Image-grounded pointing data:
=== Section Start ===

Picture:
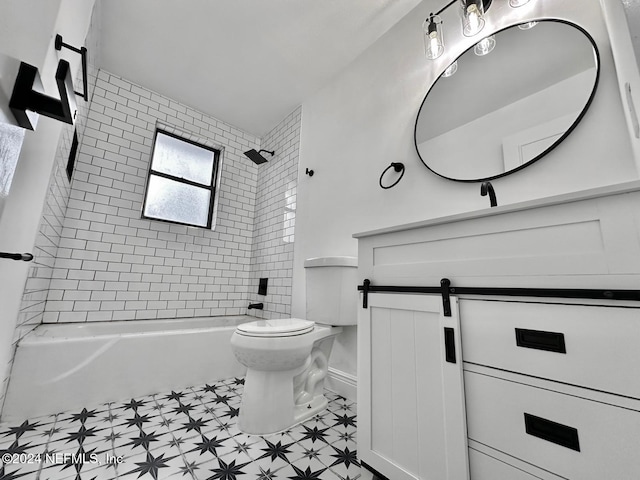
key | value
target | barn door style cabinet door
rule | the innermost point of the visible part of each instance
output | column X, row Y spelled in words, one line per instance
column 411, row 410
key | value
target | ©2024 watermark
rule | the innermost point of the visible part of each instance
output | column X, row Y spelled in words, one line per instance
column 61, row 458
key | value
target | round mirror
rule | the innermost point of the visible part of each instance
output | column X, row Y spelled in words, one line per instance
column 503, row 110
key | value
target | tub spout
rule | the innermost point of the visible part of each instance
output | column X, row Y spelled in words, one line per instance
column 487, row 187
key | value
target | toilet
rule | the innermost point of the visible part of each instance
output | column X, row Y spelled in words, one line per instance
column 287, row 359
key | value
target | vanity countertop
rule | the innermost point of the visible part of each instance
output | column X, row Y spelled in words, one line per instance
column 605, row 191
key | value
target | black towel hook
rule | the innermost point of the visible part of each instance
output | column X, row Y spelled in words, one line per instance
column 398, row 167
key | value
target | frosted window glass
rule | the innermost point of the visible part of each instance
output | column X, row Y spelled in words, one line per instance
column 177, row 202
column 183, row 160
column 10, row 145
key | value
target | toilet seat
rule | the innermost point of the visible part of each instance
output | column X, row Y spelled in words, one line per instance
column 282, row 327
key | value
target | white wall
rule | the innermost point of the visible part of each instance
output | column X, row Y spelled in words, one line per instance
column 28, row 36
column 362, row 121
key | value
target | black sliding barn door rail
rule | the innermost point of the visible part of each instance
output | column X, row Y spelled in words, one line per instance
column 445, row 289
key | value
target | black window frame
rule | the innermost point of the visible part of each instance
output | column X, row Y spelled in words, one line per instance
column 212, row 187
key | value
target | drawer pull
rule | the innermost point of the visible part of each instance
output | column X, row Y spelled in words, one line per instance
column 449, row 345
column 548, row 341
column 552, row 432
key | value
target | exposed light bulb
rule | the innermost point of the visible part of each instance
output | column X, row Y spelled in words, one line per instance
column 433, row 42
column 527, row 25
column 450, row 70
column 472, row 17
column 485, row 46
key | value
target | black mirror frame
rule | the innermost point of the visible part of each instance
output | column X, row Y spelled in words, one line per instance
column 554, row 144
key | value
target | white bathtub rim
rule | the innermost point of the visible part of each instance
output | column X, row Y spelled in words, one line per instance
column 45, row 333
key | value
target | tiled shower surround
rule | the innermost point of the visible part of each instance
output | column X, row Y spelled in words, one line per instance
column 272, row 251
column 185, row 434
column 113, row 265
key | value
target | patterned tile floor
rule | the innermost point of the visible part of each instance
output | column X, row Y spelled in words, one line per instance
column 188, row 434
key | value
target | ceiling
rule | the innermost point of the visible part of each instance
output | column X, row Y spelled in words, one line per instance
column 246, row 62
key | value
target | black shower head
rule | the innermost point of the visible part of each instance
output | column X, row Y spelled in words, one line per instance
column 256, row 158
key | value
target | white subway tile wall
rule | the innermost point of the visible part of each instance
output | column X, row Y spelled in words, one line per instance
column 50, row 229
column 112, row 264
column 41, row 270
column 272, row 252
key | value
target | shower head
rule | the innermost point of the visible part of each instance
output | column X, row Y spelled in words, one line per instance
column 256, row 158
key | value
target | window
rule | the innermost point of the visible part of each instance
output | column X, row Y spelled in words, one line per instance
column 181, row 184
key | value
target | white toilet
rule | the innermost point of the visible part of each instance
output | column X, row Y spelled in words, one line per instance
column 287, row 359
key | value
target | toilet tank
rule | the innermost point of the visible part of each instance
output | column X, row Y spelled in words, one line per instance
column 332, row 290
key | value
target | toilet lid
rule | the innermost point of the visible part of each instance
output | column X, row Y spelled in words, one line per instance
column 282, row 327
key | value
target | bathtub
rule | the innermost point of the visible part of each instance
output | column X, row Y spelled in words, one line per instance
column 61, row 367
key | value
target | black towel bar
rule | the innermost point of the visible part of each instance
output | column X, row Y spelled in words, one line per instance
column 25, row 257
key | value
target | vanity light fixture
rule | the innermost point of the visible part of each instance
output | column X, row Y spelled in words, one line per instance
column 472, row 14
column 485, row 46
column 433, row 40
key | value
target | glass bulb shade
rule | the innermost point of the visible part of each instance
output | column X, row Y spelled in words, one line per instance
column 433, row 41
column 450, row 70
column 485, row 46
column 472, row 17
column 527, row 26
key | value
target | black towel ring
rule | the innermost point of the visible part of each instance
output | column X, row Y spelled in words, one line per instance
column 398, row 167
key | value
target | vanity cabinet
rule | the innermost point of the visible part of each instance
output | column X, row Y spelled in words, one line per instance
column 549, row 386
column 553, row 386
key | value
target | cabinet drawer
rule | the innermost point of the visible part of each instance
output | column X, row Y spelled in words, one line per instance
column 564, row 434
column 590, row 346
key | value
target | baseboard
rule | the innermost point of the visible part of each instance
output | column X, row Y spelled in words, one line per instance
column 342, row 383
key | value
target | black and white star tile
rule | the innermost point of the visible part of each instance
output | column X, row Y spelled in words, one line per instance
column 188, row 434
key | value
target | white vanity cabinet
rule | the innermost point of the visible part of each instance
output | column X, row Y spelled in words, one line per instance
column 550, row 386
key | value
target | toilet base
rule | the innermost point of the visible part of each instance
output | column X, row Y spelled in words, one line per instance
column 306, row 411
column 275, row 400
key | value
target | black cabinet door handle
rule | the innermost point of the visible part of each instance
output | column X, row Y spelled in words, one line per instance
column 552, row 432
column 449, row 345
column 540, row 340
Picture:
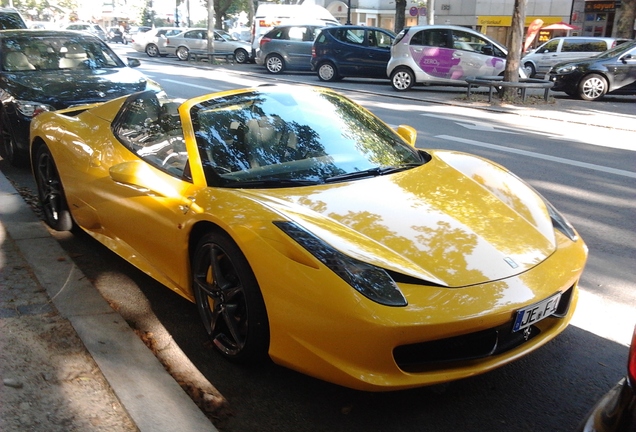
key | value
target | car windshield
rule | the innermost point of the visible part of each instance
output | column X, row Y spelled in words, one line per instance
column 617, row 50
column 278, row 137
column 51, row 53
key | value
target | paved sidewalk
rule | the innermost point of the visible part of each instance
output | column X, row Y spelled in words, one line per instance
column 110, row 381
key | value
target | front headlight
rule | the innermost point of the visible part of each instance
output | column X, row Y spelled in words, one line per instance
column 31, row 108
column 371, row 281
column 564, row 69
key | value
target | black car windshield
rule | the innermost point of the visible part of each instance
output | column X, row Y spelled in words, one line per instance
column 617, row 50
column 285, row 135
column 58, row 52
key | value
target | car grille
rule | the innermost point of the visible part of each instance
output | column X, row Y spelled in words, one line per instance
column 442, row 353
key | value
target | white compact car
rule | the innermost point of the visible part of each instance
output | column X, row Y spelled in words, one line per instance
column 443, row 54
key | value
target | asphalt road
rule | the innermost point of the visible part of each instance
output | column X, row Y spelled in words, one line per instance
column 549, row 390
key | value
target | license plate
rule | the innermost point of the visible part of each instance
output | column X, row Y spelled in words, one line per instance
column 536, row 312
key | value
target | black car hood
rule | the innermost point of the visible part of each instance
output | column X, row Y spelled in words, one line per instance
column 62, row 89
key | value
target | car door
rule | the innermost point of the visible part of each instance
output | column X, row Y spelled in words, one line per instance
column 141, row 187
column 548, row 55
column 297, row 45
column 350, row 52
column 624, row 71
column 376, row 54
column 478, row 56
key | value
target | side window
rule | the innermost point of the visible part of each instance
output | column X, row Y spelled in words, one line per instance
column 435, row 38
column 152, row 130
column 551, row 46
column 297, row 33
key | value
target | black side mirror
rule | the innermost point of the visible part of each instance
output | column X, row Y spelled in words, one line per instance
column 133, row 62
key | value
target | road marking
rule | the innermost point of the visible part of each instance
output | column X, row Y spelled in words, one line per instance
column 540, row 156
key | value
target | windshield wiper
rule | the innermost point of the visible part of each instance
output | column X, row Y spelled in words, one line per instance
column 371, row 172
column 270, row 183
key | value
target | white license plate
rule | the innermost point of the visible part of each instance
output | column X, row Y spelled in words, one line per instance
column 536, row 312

=== Section End ===

Exercise goal: Scan the records for the string "wall". Copy each line in which it appears.

Answer to this task:
target | white wall
target | white subway tile wall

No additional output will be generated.